Given exercise: Copy every line of the data exactly, leaving nothing out.

Records for the task:
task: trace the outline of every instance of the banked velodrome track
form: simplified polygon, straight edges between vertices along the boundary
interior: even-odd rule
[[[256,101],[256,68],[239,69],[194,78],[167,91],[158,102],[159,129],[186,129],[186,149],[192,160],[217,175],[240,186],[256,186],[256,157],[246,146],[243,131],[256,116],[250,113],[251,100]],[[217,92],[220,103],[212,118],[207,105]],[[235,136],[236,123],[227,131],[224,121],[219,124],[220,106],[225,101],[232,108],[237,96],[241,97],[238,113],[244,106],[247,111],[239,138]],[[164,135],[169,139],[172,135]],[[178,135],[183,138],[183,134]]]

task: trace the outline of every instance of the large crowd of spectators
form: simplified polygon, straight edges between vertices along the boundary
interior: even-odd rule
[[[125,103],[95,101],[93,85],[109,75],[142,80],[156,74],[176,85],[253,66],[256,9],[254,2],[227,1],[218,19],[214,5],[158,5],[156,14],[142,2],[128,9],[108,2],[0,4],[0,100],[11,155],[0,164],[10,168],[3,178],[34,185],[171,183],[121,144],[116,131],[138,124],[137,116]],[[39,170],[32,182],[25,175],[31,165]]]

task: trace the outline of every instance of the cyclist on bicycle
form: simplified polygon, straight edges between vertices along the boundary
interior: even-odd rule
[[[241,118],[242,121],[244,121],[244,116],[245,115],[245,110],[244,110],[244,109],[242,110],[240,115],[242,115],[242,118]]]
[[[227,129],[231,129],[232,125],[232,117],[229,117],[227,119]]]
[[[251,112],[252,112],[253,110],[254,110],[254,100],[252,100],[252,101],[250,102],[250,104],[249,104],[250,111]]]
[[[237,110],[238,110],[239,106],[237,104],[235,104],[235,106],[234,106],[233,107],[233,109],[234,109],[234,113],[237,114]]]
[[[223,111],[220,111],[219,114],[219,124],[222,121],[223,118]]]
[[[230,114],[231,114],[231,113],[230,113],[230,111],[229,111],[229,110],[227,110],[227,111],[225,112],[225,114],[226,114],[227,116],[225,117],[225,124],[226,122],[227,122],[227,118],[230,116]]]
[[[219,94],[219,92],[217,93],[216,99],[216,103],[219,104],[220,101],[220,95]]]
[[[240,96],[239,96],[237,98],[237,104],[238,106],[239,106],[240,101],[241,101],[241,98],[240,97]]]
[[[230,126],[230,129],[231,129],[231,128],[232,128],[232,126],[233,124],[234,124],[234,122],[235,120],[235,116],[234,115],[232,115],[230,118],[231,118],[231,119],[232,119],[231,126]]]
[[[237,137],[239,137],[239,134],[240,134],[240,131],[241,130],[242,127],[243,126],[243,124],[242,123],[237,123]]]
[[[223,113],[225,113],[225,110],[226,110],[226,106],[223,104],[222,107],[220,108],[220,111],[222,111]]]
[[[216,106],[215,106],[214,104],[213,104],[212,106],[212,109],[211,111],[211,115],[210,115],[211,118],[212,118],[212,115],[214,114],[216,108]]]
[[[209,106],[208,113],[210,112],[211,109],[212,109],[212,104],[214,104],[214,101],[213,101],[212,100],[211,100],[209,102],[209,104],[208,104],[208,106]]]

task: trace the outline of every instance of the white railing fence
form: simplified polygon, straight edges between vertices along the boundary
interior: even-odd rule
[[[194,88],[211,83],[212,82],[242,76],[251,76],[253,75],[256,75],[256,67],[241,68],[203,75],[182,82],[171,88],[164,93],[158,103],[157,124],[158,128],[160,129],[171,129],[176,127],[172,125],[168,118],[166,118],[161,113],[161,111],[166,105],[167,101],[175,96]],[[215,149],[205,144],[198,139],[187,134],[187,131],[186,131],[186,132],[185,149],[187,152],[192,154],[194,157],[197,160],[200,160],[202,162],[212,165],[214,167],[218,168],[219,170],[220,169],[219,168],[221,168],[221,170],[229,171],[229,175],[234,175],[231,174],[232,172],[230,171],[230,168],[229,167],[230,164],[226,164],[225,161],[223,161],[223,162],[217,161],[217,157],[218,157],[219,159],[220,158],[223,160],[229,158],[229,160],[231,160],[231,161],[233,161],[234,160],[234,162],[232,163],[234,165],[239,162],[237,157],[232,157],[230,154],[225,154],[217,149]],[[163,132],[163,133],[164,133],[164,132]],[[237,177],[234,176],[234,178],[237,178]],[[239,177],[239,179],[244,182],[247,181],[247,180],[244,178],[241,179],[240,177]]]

Final result:
task: trace the outline of every instance of the banked velodrome track
form: simplified polygon, straight edges between vertices along the boundary
interior: even-odd rule
[[[256,101],[256,68],[239,69],[194,78],[167,91],[158,102],[159,129],[186,129],[186,149],[192,160],[217,175],[240,186],[256,186],[256,157],[246,146],[243,131],[256,116],[250,113],[251,100]],[[217,92],[220,103],[212,118],[207,105]],[[235,136],[236,123],[227,131],[224,121],[219,124],[220,106],[225,101],[232,108],[237,96],[241,97],[238,113],[244,106],[247,111],[239,138]],[[164,135],[169,139],[172,135]],[[178,135],[183,138],[183,134]]]

task: trace the outline of every instance of the large crowd of spectators
form: simplified polygon, straight edges between vertices along the boundary
interior: even-odd rule
[[[125,103],[95,101],[93,85],[109,75],[142,80],[156,74],[176,85],[253,66],[256,9],[254,2],[227,1],[218,19],[214,5],[158,5],[156,14],[142,2],[128,9],[108,2],[0,4],[0,100],[11,155],[0,164],[10,168],[3,178],[34,185],[171,183],[121,144],[116,131],[138,124],[137,116]],[[39,170],[32,182],[25,175],[31,165]]]

task: trace the outline of every instance of the cyclist on bicycle
form: simplified polygon, straight edges between vertices along the boundary
interior: even-odd rule
[[[241,118],[242,121],[244,121],[244,116],[245,115],[245,110],[244,110],[244,109],[242,110],[240,115],[242,115],[242,118]]]
[[[227,129],[231,129],[232,125],[232,117],[229,117],[227,119]]]
[[[251,112],[252,112],[253,110],[254,110],[254,100],[252,100],[252,101],[250,102],[250,104],[249,104],[250,111]]]
[[[237,110],[238,110],[239,106],[237,104],[235,104],[235,106],[234,106],[233,107],[233,109],[234,109],[234,113],[237,114]]]
[[[223,111],[220,111],[219,114],[219,124],[222,121],[223,118]]]
[[[230,114],[231,114],[231,113],[230,113],[230,111],[229,111],[229,110],[227,110],[227,111],[225,112],[225,114],[226,114],[227,116],[225,117],[225,124],[226,122],[227,122],[227,118],[230,116]]]
[[[219,94],[219,92],[217,93],[216,99],[216,103],[219,104],[220,101],[220,95]]]
[[[240,96],[239,96],[237,98],[237,104],[238,106],[239,106],[240,101],[241,101],[241,98],[240,97]]]
[[[230,126],[230,129],[231,129],[231,128],[232,128],[232,126],[233,124],[234,124],[234,122],[235,120],[235,116],[234,115],[232,115],[230,118],[231,118],[231,119],[232,119],[231,126]]]
[[[237,137],[239,137],[239,134],[240,134],[240,131],[241,130],[242,127],[243,126],[243,124],[242,123],[237,123]]]
[[[223,113],[225,113],[225,110],[226,110],[226,106],[223,104],[222,107],[220,108],[220,111],[222,111]]]
[[[216,106],[215,106],[214,104],[213,104],[212,106],[212,109],[211,111],[211,115],[210,115],[211,118],[212,118],[212,115],[214,114],[216,108]]]
[[[209,106],[208,113],[210,112],[211,109],[212,109],[212,104],[214,104],[214,101],[213,101],[212,100],[211,100],[209,102],[209,104],[208,104],[208,106]]]

task: trace the outline of every instance of the white railing fence
form: simplified polygon, straight edges between vertices along the boundary
interior: even-odd rule
[[[194,88],[211,83],[212,82],[242,76],[251,76],[253,75],[256,75],[256,67],[241,68],[203,75],[182,82],[171,88],[164,93],[158,103],[157,124],[158,128],[160,129],[171,129],[176,127],[172,125],[168,118],[166,118],[161,113],[161,111],[166,105],[167,101],[175,96]],[[215,149],[205,144],[198,139],[187,134],[187,131],[186,131],[186,132],[185,149],[187,152],[192,154],[194,157],[197,160],[200,160],[202,162],[212,165],[214,167],[218,168],[219,170],[220,169],[219,168],[221,168],[221,170],[229,171],[229,175],[234,175],[231,174],[232,172],[230,171],[230,168],[229,167],[230,164],[226,164],[225,161],[223,161],[223,162],[217,161],[217,157],[218,157],[219,159],[220,158],[223,160],[229,158],[229,160],[231,160],[231,161],[233,161],[234,160],[234,162],[232,163],[234,165],[239,162],[237,157],[232,157],[230,154],[225,154],[217,149]],[[163,132],[163,133],[164,133],[164,132]],[[237,177],[234,176],[234,178],[237,178]],[[239,177],[239,179],[244,182],[247,181],[247,180],[244,178],[241,179],[240,177]]]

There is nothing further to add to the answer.